Required task ▸ Transcribe the records below exactly.

[begin Dataset]

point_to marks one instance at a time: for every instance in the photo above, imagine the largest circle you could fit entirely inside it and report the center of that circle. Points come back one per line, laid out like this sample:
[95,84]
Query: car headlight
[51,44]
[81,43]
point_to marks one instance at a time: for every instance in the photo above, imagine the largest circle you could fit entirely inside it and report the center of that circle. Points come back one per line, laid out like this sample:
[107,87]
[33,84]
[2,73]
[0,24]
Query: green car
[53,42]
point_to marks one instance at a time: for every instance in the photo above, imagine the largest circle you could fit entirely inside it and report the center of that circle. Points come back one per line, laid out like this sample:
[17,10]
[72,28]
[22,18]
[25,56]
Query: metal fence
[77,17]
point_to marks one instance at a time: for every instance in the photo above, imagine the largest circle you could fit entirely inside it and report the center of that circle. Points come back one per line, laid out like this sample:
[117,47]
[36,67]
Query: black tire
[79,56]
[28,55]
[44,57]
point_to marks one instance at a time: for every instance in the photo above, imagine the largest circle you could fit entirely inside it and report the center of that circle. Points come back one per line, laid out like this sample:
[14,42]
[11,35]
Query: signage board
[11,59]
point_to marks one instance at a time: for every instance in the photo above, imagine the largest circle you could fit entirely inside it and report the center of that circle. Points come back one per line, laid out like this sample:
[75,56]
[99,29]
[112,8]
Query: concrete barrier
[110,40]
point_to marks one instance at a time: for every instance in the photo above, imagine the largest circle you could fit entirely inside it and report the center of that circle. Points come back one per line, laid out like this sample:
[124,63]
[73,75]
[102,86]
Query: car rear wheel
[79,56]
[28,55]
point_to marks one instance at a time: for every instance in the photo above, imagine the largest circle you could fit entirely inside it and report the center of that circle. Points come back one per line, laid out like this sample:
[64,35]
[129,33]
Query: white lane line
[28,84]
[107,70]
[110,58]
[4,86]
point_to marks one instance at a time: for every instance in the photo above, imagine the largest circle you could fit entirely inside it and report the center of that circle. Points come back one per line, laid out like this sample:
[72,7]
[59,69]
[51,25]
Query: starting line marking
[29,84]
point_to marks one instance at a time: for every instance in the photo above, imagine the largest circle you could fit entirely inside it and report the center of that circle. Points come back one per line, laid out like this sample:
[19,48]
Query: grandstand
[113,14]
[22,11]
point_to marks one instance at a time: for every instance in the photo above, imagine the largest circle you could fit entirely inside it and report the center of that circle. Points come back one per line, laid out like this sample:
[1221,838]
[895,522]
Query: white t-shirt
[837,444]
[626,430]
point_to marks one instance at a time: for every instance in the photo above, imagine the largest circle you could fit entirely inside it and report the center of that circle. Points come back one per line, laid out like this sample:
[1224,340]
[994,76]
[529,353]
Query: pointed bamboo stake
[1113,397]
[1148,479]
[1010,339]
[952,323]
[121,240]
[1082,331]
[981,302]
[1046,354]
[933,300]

[end Dataset]

Answer ▸
point_to marks one instance at a time: for every instance in the photo above, imagine the largest circle you could fit entirely inside it and report the center of that circle. Points come back one per line, laid out like this sample:
[95,84]
Query: car headlight
[51,44]
[81,43]
point_to marks one instance at a time: for every instance in the photo above, imagine the largest circle you could fit entirely inside it and report the center of that circle. Points come back one per line, laid out like this sample:
[107,87]
[33,84]
[2,73]
[0,24]
Query: green car
[53,42]
point_to marks one instance at a time: for every instance in the photo above, imagine the largest circle you could fit entirely inside it and report the center of that circle. Points come back one per line, laid out like this sample:
[17,10]
[72,28]
[22,18]
[25,56]
Query: metal fence
[77,17]
point_to marks one instance at a time: for every instance in the photo above, imagine the largest circle you could fit entirely inside it and report the center of that circle. Points come back one per line, laid out like this sample:
[117,47]
[36,67]
Query: black tire
[79,56]
[28,55]
[44,57]
point_to marks one instance at a time: for every instance in the photo above, imagine the largest circle you could fit entirely inside it and report the center of that circle. Points come back one per line, laid out like this sample:
[14,42]
[11,35]
Query: signage board
[11,59]
point_to marks one instance at a time: for every instance in the photo above, imagine the largest circle you could fit entirely inside it and report the center of that circle. Points come back one per line, laid out like this sample:
[75,56]
[99,29]
[112,8]
Query: concrete barrier
[110,40]
point_to marks one instance at a time: for every instance in the photo above, imagine the largest circle you could fit entirely inside it and report the center of that circle. Points come back one per line, laid out like this sample:
[124,63]
[73,75]
[102,86]
Query: car rear wheel
[79,56]
[28,55]
point_to marks one instance at a time: for every instance in the photo above, imagine the largest circle you could fit entirely inside it and report the center of that circle. Points come back one per line, laid out like this sample:
[64,35]
[129,33]
Query: white lane line
[28,84]
[107,70]
[110,58]
[4,86]
point_to marks one instance at a time: for every instance in the photo above, imagine the largest circle you could fit entirely inside it and report the center of that circle. Points come back one per line, laid out like this sample:
[72,7]
[59,69]
[51,25]
Query: starting line marking
[29,84]
point_to marks one instance at a time: for every instance in the photo above, imagine the largest circle you could fit entirely inside it and report the center of that circle. Points come back one per line, laid out like this sample:
[19,48]
Query: grandstand
[113,14]
[22,11]
point_to marks one instance at a time: for every instance in the photo above, imagine the largest circle you could fit entirely inside it and report the center of that circle. Points come back one per line, laid out like this sample:
[1221,838]
[895,522]
Query: white t-shirt
[837,444]
[626,430]
point_to marks one instance at a time: for every instance in the photo above, imagine the largest circle you could fit entirely inside it and report the center of that circle. Points come back one per line, laid out like this sample:
[1224,340]
[994,76]
[529,353]
Query: pointed bamboo stake
[1113,397]
[1148,479]
[1010,339]
[952,323]
[121,240]
[1082,331]
[981,302]
[1046,354]
[933,300]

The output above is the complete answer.